Document excerpt
================================

Draft needs and prospect fits for the Indianapolis Colts
The Colts were very active in free agency, as they brought in Jabaal Sheard, Sean Spence, John Simon, and Barkevious Mingo to bolster a weak LB corps, as well as WR Kamar Aiken, who should have the opportunity to make a significant contribution working with a quarterback the caliber of Andrew Luck. However, this roster is still likely the least-talented in the AFC South, thus Indianapolis needs to strike gold at the end of the month in order to keep pace with the rest an improving division.
Need: Running back
Indianapolis running backs averaged just 3.8 yards per carry last season, and collectively the Colts’ run game forced just 32 total missed tackles on 409 carries. Frank Gore is still the feature back, averaging under 4.0 yards per carry each of the past two seasons, and he had his worst season of his career in terms of elusiveness. Considering he turns 34 next month, finding a long-term option at the position is paramount for the Colts.
Early-round target: Christian McCaffrey, Stanford
McCaffrey is a no-brainer option should he still be on the board at No. 15 overall, as he is a patient runner who sets up his blocks well and is a constant home-run threat once in the open field. Over the past two seasons at Stanford, he forced 115 missed tackles with just three fumbles on 589 carries, and also hauled in 83 passes while forcing another 35 whiffs as a receiver out of the backfield. His ability to be such a versatile threat (he’s also a dynamic returner) makes him an ideal pairing with Luck.
Mid- or late-round target: Donnel Pumphrey, San Diego State
Speaking of elusiveness, there is no one in college football that has done a better job of making defenders look foolish over the past three seasons than Pumphrey. The former Aztec forced a ridiculous 208 missed tackles on 938 carries in that time span. Despite his stature, he isn’t afraid to attack between the tackles, and also looks to have a knack for the end zone, with 54 touchdowns on the ground since 2014. He also hauled in 80 catches in that time span, a skill that would likely be more heavily utilized in Indianapolis.
Vontae Davis is one of the top defensive players on the Indianapolis roster, but outside of him, the Colts lack a sure-fire No. 2 or nickel cornerback. Rashaan Melvin showed some flashes down the stretch with six pass breakups and just 25 catches allowed on 47 targets during the final eight games of the season, but regardless of how he progresses this season, the departure of Patrick Robinson for Philadelphia leaves a vacancy. The Colts are in luck, however (no pun intended), as this is one of the deepest cornerback classes in the last decade.

================================

Records provided
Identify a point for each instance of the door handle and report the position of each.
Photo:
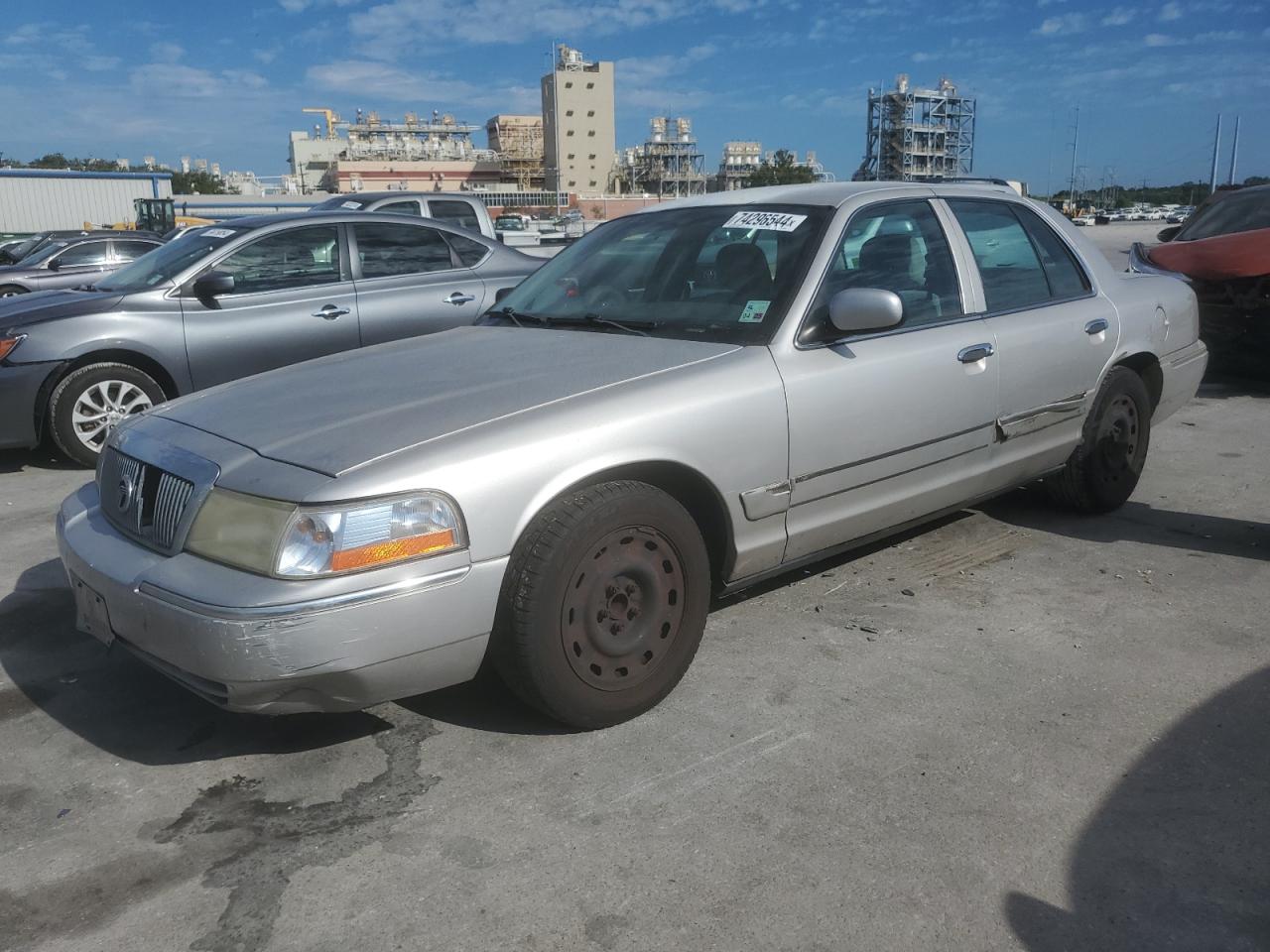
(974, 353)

================================

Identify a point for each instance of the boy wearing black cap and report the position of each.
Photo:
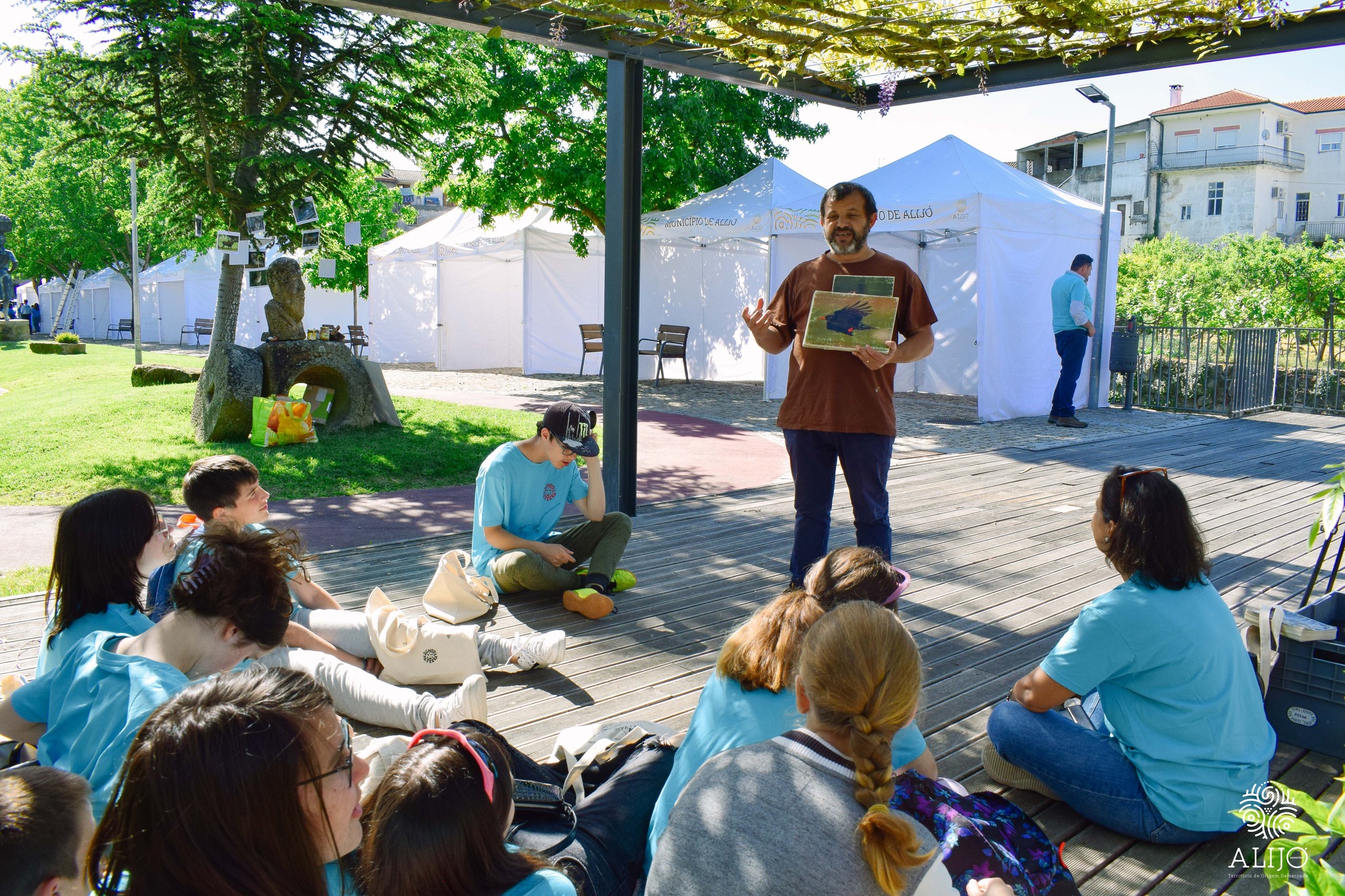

================================

Activity
Answer these from the Colts draft article:
1. How many yards per carry did Indianapolis running backs average last season?
2. How many missed tackles did Donnel Pumphrey force over the past three seasons?
3. Which city did Patrick Robinson depart for?
Use only the Colts draft article, not the entries.

Result
1. 3.8
2. 208
3. Philadelphia